Document extract:
----------------
# fire pit/grill



## smooth move

made these out of old 18 wheeler rims a buddy got. made the grill for him and the fire pit for me. worked out well.


----------



## Mac1528

Great idea. I'll bet they work well, they sure look nice!


----------



## Jason

Looks good! I have a med BGE that I'm gonna make a fire pit/smores cooker outta evemtually....No guts inside it....


----------



## Paymaster

Good Job!!!!!!!!!!!!!!!!!!:thumbup:


----------



## bobinbusan

They look good, what will you sell them for? :thumbup: which one is the fire pit?


----------



## smooth move

bobinbusan said:


> They look good, what will you sell them for? :thumbup: which one is the fire pit?


they're really the same. the "grill" has a davit, to hang a pot from, and the grill has handles for removing. the "fire pit" has the bottom lip of the rim rewelded on top to make it taller.


----------



## smooth move

saw this on FB. think i'll do one.


----------



## johnsonbeachbum

Yours look good.
I like the two car rim one too. The top would be excellent to set a big pot of whatever onto.
You should google "jet stove" via google images.
The two rim unit could easily be made into one.


----------



## Fishing Dad

hey, thats where my wheels went. ...


----------



## smooth move

Fishing Dad said:


> hey, thats where my wheels went. ...


Lol!!!!!


----------



## HisName

good stuff :thumbsup:

in the day I used a sideways overturned grocery cart when they were metal and it made a fine grill plus contained the fire :yes:


----------



## speckledcroaker

Wirelessly posted

fixin to make a bunch of them out of car rims with doors on them


----------



## Mac1528

Give us step by step pics so we can see the process. Thanks!


----------
----------------
Required task a: Recast the listing as a JSON list of strings, one string per line with blank lines omitted, starting with the line that contains "indicate the white upper cabinet with a point" and going on through the final line of the listing.

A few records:
----------------
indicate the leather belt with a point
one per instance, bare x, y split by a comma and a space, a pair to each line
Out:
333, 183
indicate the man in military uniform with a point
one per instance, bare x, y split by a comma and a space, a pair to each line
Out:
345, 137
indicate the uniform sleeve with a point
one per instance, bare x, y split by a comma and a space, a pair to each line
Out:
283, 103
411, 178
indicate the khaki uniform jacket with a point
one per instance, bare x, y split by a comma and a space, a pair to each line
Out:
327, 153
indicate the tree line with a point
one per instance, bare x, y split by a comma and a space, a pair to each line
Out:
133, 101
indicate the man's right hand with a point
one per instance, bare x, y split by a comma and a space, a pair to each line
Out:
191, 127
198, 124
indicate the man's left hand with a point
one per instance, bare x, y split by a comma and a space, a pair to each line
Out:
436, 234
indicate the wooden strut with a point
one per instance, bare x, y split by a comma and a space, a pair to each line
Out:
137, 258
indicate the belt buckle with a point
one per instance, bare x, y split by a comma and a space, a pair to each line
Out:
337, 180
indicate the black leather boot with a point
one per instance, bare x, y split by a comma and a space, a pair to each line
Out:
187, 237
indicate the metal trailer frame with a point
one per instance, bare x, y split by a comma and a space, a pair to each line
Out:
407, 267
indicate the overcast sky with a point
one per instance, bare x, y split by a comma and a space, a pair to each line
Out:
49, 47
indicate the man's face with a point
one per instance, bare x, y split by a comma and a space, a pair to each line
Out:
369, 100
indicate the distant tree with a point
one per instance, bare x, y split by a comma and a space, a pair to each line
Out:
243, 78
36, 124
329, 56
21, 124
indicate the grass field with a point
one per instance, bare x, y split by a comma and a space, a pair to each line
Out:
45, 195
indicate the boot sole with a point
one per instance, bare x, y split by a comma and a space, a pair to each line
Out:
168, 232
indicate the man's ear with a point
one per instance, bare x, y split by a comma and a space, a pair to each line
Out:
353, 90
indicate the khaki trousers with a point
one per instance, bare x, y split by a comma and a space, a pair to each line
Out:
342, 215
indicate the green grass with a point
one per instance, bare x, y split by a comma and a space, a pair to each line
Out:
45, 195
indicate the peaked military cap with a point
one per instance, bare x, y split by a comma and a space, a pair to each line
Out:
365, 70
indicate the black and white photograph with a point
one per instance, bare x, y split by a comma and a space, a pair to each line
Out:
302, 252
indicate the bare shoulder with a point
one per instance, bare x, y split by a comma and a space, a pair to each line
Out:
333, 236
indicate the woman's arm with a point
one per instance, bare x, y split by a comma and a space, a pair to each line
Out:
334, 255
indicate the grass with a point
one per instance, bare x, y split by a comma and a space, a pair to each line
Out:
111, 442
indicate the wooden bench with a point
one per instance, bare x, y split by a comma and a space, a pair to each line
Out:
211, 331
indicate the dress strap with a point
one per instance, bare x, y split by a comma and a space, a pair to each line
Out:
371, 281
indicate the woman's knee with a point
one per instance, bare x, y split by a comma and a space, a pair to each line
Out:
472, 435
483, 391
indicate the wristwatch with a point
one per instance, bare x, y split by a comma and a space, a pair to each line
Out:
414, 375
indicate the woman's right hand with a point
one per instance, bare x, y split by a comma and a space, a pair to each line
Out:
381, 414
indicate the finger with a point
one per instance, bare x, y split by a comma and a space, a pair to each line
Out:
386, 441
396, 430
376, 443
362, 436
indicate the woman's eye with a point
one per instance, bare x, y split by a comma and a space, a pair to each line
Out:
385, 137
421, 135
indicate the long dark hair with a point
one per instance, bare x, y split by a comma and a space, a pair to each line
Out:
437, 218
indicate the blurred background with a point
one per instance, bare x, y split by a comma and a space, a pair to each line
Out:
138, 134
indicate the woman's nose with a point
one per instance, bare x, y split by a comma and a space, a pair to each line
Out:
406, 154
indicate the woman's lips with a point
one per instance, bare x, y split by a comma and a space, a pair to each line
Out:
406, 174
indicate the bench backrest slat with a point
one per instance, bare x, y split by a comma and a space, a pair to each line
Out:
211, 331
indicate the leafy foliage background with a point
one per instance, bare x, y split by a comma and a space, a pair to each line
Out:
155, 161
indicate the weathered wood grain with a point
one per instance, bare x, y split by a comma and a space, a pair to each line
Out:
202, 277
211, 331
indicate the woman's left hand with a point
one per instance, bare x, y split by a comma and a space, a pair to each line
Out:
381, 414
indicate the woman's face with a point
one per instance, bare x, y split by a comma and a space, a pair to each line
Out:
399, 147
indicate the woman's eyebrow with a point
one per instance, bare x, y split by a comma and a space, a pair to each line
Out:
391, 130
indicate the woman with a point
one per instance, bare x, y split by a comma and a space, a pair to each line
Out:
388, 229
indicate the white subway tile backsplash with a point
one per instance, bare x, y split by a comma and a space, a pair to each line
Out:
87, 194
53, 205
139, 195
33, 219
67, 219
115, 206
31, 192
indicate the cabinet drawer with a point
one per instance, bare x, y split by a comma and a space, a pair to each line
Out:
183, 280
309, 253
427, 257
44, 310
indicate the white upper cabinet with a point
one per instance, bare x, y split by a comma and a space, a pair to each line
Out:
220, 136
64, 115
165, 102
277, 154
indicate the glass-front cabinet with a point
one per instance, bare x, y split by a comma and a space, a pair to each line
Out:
----------------
Required task b: Reproduce word for word the passage of the fire pit and grill thread starting with "saw this on" and going on through "made into one.".

Exercise result a:
[
  "indicate the white upper cabinet with a point",
  "one per instance, bare x, y split by a comma and a space, a pair to each line",
  "Out:",
  "220, 136",
  "64, 115",
  "165, 102",
  "277, 154",
  "indicate the glass-front cabinet with a point",
  "one per instance, bare x, y split by a comma and a space, a pair to each line",
  "Out:"
]

Exercise result b:
saw this on FB. think i'll do one.


----------



## johnsonbeachbum

Yours look good.
I like the two car rim one too. The top would be excellent to set a big pot of whatever onto.
You should google "jet stove" via google images.
The two rim unit could easily be made into one.